Text shown |
::::
I am not entirely sure why anyone would want twiddling thumbs to stay so lucrative
In this way, he included houses with non-stratified basement suites or other dwellings, which are excluded from oft-cited census data that suggests about 47,000 single-family homes in Vancouver. Instead, von Bergmann concludes there are 78,740 single-family houses in Vancouver.
Von Bergmann then looked at the increase in value of these 78,740 properties, according to data from BC Assessment. Excluding building-value increases, the land-value-only increases averaged C$313,072, for a total land value rise of C$24.65 billion.
Von Bergmann acknowledges that there is a bit of wiggle room in his numbers, depending on exactly how one defines a single-family home, and the availability of combinable data.
“But at the end of the day it does not matter much what definition to use,” he told me. “The fact that land value increases outstrip [employment] income holds either way.”
By simply dividing the average land-value rise by the average Vancouver household’s 62 person-weeks of work per year (and assuming a 40-hour work week), von Bergmann calculates that the owners of Vancouver houses earned about C$126 per hour for what he called “thumb-twiddling”. East of Main Street, the rate was C$92 per hour; west of Main, a whopping C$173 per hour.
::::
Data listing |
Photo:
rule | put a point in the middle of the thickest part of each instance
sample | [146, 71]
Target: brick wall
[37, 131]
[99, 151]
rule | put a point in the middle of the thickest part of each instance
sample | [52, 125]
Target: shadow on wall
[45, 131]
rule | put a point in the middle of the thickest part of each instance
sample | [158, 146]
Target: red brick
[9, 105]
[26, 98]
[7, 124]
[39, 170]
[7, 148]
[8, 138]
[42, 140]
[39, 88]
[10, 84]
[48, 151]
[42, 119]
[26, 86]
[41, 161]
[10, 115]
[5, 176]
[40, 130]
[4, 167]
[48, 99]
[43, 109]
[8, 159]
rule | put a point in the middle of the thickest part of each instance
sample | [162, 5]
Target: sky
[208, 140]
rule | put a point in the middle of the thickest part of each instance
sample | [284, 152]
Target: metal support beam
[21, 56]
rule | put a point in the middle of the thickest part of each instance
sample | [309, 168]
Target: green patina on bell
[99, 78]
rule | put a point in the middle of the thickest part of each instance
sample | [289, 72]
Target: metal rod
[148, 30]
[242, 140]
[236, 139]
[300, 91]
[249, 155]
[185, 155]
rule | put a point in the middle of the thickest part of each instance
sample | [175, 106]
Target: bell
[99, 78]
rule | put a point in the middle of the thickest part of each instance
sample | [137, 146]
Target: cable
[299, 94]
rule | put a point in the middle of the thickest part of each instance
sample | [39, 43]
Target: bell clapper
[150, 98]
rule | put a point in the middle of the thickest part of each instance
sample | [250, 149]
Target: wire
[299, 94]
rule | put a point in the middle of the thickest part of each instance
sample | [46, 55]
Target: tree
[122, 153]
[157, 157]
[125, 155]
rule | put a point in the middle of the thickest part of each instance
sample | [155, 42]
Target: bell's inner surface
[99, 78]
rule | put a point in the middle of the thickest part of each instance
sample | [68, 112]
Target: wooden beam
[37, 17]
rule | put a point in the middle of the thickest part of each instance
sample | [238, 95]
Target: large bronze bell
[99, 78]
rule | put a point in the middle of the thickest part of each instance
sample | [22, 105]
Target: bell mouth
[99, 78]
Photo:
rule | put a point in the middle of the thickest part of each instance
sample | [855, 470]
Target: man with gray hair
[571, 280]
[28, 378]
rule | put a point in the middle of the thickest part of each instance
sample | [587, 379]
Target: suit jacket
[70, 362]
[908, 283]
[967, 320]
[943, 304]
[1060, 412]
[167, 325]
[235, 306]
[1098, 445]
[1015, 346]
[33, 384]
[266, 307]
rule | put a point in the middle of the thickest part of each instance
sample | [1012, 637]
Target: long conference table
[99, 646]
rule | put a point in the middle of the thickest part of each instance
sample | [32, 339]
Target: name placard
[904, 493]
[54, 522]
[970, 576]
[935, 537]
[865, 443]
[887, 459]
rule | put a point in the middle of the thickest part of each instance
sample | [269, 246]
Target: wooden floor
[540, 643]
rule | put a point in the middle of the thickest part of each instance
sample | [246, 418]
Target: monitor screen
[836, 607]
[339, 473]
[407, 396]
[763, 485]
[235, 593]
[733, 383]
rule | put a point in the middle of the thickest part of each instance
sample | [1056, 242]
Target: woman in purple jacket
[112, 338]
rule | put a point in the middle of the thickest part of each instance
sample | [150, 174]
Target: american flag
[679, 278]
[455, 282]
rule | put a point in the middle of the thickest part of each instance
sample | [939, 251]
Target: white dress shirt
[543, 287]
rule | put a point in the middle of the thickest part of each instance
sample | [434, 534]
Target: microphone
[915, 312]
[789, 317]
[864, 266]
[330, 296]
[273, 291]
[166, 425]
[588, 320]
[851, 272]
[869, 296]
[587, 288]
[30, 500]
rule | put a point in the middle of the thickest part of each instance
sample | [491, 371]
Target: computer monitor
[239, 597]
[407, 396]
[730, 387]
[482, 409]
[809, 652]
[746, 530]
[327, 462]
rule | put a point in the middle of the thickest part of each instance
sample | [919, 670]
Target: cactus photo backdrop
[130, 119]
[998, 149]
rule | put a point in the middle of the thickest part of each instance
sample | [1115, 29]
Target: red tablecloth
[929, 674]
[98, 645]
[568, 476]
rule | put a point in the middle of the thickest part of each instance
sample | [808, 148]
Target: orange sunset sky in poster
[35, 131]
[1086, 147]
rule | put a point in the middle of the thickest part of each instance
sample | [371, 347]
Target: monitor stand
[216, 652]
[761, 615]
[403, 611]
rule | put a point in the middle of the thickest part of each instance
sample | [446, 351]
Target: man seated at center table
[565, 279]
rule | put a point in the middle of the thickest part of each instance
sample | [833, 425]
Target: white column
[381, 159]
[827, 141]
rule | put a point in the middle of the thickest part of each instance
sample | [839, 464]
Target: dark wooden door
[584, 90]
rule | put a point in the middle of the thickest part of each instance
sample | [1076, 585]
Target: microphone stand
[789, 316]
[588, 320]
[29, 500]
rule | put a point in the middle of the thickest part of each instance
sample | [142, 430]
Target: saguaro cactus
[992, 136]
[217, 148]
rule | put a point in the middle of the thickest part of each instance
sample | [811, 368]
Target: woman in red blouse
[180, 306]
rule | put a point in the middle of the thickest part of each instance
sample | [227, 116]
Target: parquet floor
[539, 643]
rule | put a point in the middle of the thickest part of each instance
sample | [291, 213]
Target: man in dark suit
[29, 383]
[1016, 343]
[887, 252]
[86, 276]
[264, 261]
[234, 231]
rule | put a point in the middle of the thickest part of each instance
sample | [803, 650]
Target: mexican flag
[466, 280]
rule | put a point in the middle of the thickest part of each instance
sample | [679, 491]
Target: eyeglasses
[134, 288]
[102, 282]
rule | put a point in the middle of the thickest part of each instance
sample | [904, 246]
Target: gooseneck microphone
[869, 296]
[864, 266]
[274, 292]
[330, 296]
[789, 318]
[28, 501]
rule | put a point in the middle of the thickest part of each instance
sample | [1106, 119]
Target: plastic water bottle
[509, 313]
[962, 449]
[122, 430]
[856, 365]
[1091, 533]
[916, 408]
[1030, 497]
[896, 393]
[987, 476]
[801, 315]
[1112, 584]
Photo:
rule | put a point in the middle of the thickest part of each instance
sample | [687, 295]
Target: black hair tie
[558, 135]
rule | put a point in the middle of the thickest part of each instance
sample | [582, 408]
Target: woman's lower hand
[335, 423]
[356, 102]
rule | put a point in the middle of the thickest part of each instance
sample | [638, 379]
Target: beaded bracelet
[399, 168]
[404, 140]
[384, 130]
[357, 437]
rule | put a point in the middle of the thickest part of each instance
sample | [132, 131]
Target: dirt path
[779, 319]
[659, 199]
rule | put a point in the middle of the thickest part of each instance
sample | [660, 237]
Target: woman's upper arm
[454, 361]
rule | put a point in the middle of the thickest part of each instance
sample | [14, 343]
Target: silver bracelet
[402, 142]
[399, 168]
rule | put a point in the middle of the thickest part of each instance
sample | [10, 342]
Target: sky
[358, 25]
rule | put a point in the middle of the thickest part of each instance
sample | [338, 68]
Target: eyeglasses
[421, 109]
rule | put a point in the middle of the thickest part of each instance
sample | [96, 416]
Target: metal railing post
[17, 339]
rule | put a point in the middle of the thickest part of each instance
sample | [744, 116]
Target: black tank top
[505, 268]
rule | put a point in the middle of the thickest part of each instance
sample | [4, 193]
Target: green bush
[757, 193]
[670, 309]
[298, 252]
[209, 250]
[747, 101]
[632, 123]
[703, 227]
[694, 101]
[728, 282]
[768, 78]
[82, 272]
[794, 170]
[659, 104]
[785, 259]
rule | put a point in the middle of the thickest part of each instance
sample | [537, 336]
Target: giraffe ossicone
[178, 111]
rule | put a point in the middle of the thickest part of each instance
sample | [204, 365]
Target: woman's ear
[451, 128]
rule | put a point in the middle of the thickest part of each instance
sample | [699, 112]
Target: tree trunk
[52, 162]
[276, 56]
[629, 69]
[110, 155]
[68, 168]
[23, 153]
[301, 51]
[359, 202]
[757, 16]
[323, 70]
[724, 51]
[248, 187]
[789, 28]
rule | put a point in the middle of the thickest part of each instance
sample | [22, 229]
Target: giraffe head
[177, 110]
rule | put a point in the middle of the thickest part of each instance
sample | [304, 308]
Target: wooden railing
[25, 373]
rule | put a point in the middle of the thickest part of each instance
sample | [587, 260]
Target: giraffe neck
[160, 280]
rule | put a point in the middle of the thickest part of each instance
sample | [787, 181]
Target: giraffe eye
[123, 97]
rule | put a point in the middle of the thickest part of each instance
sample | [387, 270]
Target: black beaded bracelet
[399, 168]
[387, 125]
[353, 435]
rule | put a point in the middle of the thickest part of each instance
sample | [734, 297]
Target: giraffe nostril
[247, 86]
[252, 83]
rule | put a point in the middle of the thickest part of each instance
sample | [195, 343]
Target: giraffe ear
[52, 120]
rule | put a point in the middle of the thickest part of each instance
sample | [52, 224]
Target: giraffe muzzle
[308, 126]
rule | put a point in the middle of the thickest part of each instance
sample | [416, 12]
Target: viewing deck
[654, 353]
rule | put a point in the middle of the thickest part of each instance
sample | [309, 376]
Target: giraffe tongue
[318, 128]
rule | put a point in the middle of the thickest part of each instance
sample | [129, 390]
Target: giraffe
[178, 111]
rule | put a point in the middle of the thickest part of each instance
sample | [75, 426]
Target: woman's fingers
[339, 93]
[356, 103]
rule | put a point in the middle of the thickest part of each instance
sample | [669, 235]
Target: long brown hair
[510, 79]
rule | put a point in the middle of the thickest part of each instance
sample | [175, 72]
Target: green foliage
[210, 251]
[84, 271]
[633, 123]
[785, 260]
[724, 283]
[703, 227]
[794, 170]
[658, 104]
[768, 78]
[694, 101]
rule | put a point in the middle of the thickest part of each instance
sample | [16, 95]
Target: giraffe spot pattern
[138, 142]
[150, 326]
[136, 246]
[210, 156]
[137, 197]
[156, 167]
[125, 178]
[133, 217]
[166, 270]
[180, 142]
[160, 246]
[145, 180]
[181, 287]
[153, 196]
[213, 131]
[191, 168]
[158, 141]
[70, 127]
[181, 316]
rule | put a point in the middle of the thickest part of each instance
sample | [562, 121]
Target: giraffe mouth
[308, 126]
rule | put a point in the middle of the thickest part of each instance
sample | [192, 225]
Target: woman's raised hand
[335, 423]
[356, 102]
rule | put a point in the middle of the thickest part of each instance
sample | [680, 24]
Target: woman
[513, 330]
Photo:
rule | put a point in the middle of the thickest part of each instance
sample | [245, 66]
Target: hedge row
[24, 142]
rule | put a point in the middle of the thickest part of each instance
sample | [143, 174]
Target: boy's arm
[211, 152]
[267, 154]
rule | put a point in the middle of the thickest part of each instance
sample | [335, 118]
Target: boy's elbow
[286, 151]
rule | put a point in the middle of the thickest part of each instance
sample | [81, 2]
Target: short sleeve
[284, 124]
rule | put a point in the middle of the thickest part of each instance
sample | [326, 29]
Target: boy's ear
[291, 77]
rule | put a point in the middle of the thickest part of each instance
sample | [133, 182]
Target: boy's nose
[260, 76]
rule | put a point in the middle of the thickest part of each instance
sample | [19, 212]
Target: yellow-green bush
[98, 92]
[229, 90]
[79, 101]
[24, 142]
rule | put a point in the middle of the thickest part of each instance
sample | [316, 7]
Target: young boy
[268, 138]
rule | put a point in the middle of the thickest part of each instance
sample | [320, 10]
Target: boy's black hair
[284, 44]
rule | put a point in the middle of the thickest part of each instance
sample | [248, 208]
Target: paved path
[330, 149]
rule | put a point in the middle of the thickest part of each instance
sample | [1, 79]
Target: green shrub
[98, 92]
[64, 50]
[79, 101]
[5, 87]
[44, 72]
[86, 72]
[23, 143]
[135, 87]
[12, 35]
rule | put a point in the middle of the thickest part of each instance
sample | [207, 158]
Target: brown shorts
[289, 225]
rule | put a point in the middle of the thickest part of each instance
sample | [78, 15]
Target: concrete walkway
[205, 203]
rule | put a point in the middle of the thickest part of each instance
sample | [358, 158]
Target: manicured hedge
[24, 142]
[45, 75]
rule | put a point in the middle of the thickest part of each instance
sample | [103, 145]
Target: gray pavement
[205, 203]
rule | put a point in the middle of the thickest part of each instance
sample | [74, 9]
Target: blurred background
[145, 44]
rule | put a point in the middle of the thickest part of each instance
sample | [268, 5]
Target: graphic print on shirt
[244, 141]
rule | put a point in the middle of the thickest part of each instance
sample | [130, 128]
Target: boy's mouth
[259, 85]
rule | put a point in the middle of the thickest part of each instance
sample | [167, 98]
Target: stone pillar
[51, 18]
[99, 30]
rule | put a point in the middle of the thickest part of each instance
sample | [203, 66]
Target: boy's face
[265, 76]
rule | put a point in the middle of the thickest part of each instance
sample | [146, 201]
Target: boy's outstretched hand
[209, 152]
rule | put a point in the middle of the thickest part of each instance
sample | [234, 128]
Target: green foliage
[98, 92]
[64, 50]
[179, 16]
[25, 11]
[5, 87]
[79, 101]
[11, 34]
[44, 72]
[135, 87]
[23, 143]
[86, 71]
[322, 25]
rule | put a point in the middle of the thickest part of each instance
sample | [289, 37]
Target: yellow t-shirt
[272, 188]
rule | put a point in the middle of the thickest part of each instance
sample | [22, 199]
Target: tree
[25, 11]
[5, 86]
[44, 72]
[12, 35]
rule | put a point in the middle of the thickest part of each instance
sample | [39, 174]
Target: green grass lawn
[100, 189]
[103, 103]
::::
Extend the passage on Vancouver house owners' land-value gains beyond its final sentence.

“I am not entirely sure why anyone would want twiddling thumbs to stay so lucrative…or why earnings from thumb-twiddling should remain tax-free [as untaxed capital gains on a principal residence],” von Bergmann said on the MountainMath site.
Not everyone agrees with Von Bergmann’s general point, that the speed, scale and taxability of house equity increases demands scrutiny.
It was in February’s throne speech, outlining her government’s agenda, that BC Premier Christy Clark made it clear she would “carefully protect the savings and equity that existing homeowners have painstakingly placed in their homes”.
“Painstaking” is not a word many would use to describe the process that last year saw the average price of a single family home in the Metro Vancouver rise by 40 per cent, hitting C$1.8million.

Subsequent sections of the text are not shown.